The request: Copy every line, leaving nothing out and adding nothing.

Data provided:
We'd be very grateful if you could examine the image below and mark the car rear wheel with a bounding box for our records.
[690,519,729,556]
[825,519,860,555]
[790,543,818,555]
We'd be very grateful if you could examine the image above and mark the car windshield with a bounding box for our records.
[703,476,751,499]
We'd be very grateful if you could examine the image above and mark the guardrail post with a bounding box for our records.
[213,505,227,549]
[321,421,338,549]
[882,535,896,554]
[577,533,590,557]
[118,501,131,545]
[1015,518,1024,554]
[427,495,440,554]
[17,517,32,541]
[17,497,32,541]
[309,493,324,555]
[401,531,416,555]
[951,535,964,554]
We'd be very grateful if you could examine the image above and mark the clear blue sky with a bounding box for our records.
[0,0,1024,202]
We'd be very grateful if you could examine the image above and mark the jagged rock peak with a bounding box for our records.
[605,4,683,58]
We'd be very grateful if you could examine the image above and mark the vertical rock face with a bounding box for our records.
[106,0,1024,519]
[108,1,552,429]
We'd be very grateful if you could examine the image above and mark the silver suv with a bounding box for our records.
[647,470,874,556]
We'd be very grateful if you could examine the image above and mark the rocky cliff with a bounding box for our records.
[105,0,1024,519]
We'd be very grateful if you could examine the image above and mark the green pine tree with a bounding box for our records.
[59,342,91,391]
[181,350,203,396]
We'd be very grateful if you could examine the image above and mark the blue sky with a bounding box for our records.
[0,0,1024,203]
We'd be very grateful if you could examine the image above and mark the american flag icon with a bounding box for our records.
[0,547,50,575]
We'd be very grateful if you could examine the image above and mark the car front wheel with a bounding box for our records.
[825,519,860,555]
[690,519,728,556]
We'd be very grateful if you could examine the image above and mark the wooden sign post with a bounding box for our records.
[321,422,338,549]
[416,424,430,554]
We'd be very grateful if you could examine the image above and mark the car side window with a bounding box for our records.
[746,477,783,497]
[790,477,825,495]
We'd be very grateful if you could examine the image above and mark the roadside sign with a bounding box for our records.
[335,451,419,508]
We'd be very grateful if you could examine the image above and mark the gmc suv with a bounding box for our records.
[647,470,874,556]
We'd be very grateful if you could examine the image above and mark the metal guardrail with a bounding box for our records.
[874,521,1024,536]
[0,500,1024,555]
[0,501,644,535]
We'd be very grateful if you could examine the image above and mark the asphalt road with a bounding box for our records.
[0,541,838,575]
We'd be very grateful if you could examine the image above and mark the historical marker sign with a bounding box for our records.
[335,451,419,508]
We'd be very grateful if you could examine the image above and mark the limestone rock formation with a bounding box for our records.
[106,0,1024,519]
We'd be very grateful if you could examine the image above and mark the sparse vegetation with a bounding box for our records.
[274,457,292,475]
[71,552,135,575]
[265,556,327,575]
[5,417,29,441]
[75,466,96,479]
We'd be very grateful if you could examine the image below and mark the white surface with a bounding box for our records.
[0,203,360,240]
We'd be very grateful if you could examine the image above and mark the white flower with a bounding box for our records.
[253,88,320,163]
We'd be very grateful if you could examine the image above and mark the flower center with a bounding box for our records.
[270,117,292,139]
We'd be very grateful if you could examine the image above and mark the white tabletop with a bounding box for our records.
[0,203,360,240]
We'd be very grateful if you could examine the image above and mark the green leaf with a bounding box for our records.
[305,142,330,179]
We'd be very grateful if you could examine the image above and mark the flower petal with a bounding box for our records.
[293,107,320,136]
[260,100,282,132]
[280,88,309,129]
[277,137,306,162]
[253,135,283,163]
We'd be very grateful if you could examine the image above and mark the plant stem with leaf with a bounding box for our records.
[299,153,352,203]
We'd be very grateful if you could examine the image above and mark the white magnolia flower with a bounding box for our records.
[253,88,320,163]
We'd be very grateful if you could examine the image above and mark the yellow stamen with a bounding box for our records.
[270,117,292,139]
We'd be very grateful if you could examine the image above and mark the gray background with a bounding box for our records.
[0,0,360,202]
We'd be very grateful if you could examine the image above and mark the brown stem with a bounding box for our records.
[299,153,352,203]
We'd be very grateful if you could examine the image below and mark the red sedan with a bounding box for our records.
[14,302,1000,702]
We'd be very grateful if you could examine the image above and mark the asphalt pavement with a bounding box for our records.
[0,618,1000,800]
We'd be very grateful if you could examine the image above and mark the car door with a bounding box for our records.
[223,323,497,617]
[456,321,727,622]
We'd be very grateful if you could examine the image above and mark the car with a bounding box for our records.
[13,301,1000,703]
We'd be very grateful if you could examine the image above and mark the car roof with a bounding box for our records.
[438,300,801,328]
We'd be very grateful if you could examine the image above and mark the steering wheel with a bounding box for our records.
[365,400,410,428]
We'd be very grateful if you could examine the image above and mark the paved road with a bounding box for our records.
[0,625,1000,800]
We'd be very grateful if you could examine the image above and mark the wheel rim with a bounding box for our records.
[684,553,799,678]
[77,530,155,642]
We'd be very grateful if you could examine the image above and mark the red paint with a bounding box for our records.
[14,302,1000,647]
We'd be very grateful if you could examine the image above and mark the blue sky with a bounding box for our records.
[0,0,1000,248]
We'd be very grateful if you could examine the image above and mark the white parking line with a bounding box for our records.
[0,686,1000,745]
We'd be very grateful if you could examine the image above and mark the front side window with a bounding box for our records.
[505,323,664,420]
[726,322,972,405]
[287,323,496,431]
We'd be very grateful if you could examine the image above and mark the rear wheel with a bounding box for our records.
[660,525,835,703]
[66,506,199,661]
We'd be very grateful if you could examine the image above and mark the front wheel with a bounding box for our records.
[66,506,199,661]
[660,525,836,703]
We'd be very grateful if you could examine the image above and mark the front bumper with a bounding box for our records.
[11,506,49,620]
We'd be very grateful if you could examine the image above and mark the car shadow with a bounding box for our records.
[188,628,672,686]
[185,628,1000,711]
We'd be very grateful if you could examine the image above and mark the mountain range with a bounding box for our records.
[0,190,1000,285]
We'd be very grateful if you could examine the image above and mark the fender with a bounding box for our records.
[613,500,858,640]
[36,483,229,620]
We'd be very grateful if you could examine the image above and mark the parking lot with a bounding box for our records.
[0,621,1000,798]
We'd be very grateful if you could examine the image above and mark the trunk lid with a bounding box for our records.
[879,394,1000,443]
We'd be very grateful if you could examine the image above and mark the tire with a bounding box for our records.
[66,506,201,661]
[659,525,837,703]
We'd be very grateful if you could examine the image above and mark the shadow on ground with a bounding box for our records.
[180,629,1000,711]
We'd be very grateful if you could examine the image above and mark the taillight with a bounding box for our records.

Full answer:
We'd be very grateful if you could examine the image below and mark the car rear wheel with a bounding box for our records.
[690,519,729,556]
[825,519,860,555]
[790,543,818,555]
We'd be very grateful if you could examine the image above and mark the car windshield with a bounding box for our records.
[703,476,751,499]
We'd be very grateful if you could examine the image above and mark the guardrail post with a bounding box for our records.
[213,505,227,549]
[321,421,338,549]
[882,535,896,554]
[577,533,590,557]
[118,501,131,545]
[1015,518,1024,554]
[427,495,440,554]
[17,517,32,541]
[17,497,32,541]
[309,493,324,555]
[401,531,416,555]
[951,535,964,554]
We'd be very grateful if you could examine the image above and mark the clear blue sky with a bounding box for our records.
[0,0,1024,202]
We'd be very grateful if you could examine the image above and mark the jagged rock peak with a bounding box for our records.
[605,4,683,58]
We'd be very grateful if you could examine the image above and mark the vertical rock face with a bounding box for our records.
[106,0,1024,519]
[108,1,552,429]
We'd be very grateful if you could examine the image above and mark the silver suv with a bounding box for our records.
[647,470,874,556]
We'd be very grateful if you could examine the image above and mark the rocky cliff with a bounding box for our records.
[105,0,1024,519]
We'd be very grateful if you could examine the image above and mark the green pine tree with a bounding box for our records.
[59,342,91,391]
[181,350,203,396]
We'd be very grateful if you could examine the image above and mark the blue sky with a bounding box for our records.
[0,0,1024,203]
We'd be very grateful if you could examine the image above and mark the american flag icon with a bounding box for our records.
[0,547,50,575]
We'd be very grateful if you could examine the image above and mark the car front wheel with a bounding box for our records.
[825,519,860,555]
[690,519,728,556]
We'd be very grateful if you could examine the image above and mark the wooden sign post with a bounding box for our records.
[321,422,338,549]
[416,424,430,554]
We'd be very grateful if you could examine the image above and mark the car side window with a bounding box for our records.
[746,477,783,497]
[790,477,825,495]
We'd be very grateful if you could examine the image above and mark the roadside sign with a bounding box for our records.
[335,451,419,508]
We'd be very grateful if you could examine the image above and mark the gmc suv with a bounding box for our records.
[647,470,874,556]
We'd be very grateful if you could examine the image above and mark the metal guardrail with a bounding box for our records.
[874,521,1024,536]
[0,500,1024,555]
[0,501,644,535]
We'd be very grateful if you could examine the image above and mark the asphalt road with a bounding box for our records.
[0,541,838,575]
We'd be very grateful if you could examine the image above and mark the historical marker sign with a bounding box for our records.
[335,451,419,508]
We'd be very grateful if you could examine the image above and mark the limestone rock formation with a bounding box for our records.
[106,0,1024,519]
We'd be very grateful if you could examine the image above and mark the sparse vegetation with a bounding box for our records.
[274,457,292,475]
[71,552,135,575]
[265,556,327,575]
[5,417,29,441]
[75,466,96,479]
We'd be very grateful if you could examine the image below and mark the white surface with a bounding box for our records.
[0,203,360,240]
We'd be very grateful if you could examine the image above and mark the white flower with a bounding box for our records.
[253,88,320,163]
We'd be very grateful if you could examine the image above and mark the flower center with a bounding box for our records.
[270,117,292,139]
We'd be very grateful if you could examine the image above and mark the white tabletop with a bounding box for our records.
[0,203,360,240]
We'd be very grateful if you could examine the image above and mark the green leaf with a bounding box for our records.
[305,142,330,179]
We'd be very grateful if you could examine the image above and mark the flower petal with a bounding box for our records.
[293,107,320,136]
[260,100,282,132]
[280,88,309,129]
[277,137,306,162]
[253,135,283,163]
We'd be very grateful if you could examine the image above and mark the plant stem with leaf with a bounding box for our records.
[299,153,352,203]
We'd be very grateful if you could examine the image above and mark the white magnolia flower with a bounding box for our records.
[253,88,320,163]
We'd be very grateful if you could examine the image above and mark the yellow stamen with a bounding box for our records.
[270,117,292,139]
We'd be very grateful if you could examine the image above and mark the gray background with a bounding box for our records.
[0,0,360,202]
We'd be very grateful if you could examine the image above and mark the brown stem with a bounding box for our records.
[299,153,352,203]
We'd be very grateful if you could examine the image below and mark the red sedan with a bounding box for our records.
[14,302,1000,702]
We'd be very grateful if you could examine the image above and mark the asphalt pavement with a bounding box for our records.
[0,618,1000,800]
We'd be very grateful if you could examine the image above and mark the car door with a bounding box for our records.
[223,323,497,617]
[456,321,727,622]
We'd be very grateful if you could examine the image above and mark the car with a bounding box for our records.
[13,301,1000,703]
We'd be very grateful if you could examine the image above and mark the car roof with a bounding box for our records.
[438,300,801,328]
We'd be very grateful if you could examine the image above and mark the steering wheel with a bounding box for our records.
[365,400,410,428]
We'd be very grateful if you could examine the image above and mark the paved road with a bounding box for our records.
[0,625,1000,800]
We'd be very grateful if you could examine the image above and mark the wheel rim with a bounding box for our records.
[684,553,799,678]
[77,530,155,642]
We'd be very grateful if you could examine the image above and mark the red paint with a bounding box for our records.
[14,302,1000,647]
We'd be very grateful if you could examine the image above and mark the blue sky with a bounding box for our records.
[0,0,1000,248]
We'd be very grateful if you could examine the image above and mark the white parking line with a bounding box for our records.
[0,686,1000,745]
We'd be very grateful if you could examine the image above and mark the front side window with a bounding box for our records.
[505,323,664,420]
[726,322,972,405]
[287,323,496,431]
We'd be very grateful if you could examine the image above and mark the rear wheel with a bounding box for our records.
[660,525,835,703]
[66,506,199,661]
We'd be very grateful if you could examine the image above and mark the front wheel with a bounding box for our records.
[66,506,199,661]
[660,525,836,703]
We'd be very grateful if you could examine the image above and mark the front bumper with a bounding box for our records.
[11,506,49,620]
We'd be very grateful if you could examine the image above and mark the car shadow with a bounding box for our records.
[188,628,672,686]
[185,628,1000,711]
We'd be very grateful if you could examine the image above and mark the mountain range with a bounding box for our records.
[0,190,1000,285]
We'd be very grateful if you could examine the image above and mark the fender with a bounding box for our records.
[613,500,858,640]
[36,483,229,620]
We'd be very grateful if you could examine the image above and mark the parking lot with a bounding box for our records.
[0,621,1000,798]
We'd be very grateful if you could examine the image above and mark the trunk lid with a bounding box for our records.
[879,394,1000,443]
We'd be very grateful if you could examine the image above and mark the tire with a bounding box for our records.
[66,506,201,661]
[659,525,837,703]
We'd be very grateful if you could examine the image above and mark the shadow on ground with a bounding box for our records.
[180,629,1000,711]
We'd be very grateful if you could examine the image above and mark the taillight with a bounding box for our records.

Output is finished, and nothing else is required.